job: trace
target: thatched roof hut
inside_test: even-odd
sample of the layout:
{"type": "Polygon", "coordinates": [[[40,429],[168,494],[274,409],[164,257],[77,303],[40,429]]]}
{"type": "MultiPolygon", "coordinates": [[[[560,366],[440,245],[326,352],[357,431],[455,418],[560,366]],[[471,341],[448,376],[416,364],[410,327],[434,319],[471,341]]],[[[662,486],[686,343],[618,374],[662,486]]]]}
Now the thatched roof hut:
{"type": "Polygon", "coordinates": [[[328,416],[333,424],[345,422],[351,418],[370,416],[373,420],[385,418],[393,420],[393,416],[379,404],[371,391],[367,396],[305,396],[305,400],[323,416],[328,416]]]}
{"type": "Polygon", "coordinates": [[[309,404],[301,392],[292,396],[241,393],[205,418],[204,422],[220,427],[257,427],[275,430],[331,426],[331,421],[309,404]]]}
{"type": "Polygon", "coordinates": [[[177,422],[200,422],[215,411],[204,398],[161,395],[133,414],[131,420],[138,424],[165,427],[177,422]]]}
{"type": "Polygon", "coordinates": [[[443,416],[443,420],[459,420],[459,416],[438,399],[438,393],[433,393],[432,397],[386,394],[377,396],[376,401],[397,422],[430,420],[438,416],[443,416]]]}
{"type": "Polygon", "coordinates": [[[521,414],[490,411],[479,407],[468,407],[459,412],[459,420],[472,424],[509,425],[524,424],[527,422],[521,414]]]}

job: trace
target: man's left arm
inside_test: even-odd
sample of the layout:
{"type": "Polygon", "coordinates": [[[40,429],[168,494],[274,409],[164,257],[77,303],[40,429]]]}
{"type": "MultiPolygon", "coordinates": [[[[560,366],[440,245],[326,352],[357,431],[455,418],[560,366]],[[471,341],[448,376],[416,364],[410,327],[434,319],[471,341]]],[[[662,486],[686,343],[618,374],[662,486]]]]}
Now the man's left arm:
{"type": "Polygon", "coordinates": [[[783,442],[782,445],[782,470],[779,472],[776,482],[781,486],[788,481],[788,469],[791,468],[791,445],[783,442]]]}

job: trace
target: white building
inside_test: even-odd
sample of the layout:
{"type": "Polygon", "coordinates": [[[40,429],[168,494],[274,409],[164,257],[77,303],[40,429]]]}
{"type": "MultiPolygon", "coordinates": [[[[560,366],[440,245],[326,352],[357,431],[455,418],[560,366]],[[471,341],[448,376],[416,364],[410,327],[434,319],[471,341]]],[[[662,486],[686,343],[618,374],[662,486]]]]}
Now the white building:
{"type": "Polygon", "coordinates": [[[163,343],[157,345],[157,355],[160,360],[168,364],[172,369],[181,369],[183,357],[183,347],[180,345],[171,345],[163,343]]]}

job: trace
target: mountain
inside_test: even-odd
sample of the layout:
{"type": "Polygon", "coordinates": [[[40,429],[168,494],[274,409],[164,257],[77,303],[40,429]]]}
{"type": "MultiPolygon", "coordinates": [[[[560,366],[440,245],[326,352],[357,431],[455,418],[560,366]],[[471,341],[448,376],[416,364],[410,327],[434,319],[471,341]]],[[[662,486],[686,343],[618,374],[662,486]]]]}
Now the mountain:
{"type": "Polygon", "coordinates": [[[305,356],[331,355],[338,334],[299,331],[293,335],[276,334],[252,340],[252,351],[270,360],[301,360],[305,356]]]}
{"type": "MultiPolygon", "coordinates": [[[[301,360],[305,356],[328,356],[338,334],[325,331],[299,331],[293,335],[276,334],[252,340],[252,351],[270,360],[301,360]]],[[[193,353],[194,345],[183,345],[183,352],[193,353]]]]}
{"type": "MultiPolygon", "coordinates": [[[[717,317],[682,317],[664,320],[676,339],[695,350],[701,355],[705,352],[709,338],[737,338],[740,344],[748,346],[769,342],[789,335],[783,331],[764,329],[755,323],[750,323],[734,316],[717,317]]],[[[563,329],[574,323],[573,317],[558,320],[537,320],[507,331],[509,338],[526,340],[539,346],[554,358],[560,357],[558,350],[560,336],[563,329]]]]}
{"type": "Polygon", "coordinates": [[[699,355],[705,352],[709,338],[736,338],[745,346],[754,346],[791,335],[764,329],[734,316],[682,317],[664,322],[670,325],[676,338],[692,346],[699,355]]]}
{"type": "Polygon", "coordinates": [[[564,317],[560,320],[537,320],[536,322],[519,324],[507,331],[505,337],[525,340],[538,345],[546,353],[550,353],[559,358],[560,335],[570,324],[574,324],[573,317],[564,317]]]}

* _Exercise description_: Return every line of the listing that contains the word "white", treating uppercase and lowercase as different.

* _Reply to the task_:
target: white building
Now the white building:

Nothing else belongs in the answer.